┌──

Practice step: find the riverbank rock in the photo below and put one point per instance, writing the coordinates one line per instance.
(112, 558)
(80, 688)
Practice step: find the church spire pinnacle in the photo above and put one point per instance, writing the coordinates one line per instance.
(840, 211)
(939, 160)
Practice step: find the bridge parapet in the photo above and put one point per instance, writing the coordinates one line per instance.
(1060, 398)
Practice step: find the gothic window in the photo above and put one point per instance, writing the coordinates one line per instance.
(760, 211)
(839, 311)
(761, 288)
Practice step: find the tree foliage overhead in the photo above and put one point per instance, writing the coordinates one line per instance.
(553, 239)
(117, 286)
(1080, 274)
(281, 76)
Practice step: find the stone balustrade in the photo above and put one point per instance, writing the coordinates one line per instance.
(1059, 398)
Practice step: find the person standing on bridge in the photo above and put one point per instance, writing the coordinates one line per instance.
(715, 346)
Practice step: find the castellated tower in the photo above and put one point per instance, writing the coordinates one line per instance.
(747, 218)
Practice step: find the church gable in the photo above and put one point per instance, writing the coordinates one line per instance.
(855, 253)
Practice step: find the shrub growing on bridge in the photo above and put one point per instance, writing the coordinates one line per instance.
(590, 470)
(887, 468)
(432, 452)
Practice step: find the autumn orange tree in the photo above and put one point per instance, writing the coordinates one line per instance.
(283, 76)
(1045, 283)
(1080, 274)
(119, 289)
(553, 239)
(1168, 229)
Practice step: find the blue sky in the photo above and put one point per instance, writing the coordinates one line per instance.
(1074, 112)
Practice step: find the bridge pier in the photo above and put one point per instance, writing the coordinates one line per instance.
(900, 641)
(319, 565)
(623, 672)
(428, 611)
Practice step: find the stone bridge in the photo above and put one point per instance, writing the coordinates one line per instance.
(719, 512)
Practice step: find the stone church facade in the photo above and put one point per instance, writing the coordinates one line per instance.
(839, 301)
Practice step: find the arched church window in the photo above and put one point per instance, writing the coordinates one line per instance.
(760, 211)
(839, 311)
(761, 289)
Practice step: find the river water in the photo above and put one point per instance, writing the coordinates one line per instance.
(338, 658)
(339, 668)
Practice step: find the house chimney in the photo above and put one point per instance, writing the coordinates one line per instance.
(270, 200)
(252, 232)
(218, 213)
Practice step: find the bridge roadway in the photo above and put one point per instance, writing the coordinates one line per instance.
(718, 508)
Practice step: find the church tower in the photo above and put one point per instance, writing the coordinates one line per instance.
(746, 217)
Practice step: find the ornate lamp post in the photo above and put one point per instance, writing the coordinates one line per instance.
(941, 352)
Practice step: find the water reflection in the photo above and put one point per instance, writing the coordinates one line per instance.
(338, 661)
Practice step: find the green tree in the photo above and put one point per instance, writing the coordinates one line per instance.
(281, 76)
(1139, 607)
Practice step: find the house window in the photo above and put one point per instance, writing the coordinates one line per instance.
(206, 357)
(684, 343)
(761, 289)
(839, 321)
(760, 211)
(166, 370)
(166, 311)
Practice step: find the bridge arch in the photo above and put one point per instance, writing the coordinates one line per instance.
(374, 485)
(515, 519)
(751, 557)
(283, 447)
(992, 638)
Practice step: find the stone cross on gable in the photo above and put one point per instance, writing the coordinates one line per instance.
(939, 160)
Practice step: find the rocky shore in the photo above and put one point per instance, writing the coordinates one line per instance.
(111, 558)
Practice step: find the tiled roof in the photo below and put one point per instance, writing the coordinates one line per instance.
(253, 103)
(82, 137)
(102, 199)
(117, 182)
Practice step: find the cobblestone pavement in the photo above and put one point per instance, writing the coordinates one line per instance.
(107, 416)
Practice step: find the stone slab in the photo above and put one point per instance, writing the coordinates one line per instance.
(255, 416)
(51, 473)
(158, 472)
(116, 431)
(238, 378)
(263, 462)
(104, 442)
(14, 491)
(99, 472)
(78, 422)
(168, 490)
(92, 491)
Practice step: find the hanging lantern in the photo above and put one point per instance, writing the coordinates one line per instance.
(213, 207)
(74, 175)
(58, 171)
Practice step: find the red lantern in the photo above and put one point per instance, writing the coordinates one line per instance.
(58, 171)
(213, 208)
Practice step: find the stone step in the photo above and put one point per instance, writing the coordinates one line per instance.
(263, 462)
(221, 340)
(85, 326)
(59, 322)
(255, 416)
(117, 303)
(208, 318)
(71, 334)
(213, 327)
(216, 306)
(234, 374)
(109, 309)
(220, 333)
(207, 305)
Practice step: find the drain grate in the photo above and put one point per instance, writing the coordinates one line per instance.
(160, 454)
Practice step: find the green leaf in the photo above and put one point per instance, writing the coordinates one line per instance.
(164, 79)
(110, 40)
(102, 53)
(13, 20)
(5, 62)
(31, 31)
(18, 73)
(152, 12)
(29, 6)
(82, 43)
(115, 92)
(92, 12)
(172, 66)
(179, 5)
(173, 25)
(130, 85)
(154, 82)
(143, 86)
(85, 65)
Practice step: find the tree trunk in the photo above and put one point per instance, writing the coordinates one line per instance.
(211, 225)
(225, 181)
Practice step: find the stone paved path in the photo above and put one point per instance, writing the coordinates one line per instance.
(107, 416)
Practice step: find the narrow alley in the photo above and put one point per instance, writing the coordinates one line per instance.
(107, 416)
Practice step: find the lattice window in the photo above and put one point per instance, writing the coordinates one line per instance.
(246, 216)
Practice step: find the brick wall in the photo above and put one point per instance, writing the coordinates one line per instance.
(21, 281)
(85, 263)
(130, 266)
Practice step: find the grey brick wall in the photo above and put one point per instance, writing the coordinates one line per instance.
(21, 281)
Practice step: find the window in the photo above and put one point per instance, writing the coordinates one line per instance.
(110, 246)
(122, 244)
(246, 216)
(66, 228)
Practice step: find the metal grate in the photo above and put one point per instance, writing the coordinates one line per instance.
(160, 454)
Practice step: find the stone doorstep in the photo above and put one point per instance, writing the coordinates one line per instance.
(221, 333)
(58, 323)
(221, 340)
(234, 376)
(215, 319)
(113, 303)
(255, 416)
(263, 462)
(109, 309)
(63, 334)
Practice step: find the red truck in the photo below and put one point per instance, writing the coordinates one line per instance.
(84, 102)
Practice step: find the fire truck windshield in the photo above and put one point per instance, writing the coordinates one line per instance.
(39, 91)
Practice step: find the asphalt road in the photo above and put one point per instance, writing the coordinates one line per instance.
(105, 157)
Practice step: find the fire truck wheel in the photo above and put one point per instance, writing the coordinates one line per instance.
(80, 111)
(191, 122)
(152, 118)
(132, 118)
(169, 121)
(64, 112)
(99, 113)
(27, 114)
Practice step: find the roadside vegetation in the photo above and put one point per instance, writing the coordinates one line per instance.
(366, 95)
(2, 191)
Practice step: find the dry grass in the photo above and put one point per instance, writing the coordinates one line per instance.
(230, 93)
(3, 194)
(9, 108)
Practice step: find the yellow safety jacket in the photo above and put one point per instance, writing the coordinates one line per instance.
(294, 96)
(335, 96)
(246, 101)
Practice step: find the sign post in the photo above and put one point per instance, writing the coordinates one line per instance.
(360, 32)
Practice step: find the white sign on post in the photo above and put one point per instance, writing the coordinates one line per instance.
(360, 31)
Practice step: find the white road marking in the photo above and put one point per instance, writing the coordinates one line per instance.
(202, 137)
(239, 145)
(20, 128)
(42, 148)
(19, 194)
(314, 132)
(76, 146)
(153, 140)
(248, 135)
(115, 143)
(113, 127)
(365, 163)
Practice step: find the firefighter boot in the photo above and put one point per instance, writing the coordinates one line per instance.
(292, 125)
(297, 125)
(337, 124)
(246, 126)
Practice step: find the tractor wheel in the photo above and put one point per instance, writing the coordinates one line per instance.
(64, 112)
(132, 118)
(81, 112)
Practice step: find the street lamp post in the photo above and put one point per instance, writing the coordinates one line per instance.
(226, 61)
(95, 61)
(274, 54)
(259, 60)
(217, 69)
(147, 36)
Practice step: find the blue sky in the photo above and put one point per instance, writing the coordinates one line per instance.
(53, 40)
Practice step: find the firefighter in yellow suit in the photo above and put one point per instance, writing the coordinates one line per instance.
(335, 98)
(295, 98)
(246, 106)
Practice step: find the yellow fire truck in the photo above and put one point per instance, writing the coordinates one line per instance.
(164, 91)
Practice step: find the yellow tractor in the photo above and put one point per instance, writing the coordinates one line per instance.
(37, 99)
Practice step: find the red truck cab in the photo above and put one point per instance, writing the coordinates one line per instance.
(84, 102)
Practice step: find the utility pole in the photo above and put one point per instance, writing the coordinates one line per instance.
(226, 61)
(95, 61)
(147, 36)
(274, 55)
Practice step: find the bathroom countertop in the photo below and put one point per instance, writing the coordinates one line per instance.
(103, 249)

└──

> _DIRECTIONS_: Output the lines from the line containing "Practice step: find the firefighter in" to the end, both included; add nothing.

> _SOLUTION BELOW_:
Practice step: find the firefighter in yellow suit in the photo above and put one point per instance, writing the coordinates one line per instance.
(335, 98)
(295, 98)
(246, 106)
Practice step: find the yellow fire truck in the photo above and put one point per instance, writing the coordinates one line per instance.
(164, 91)
Practice step: find the yellow tractor in the photo above and put one point per instance, writing the coordinates one line per instance.
(37, 99)
Practice step: find the red truck cab in the photo above and put one point per instance, writing the coordinates one line per instance.
(84, 102)
Practice step: find the utility pole in the photo above and put one point per instance, writing the coordinates one line per instance.
(226, 61)
(95, 61)
(147, 36)
(274, 55)
Practice step: find the bathroom countertop in the photo below and put one point per instance, writing the coordinates one line per instance.
(103, 249)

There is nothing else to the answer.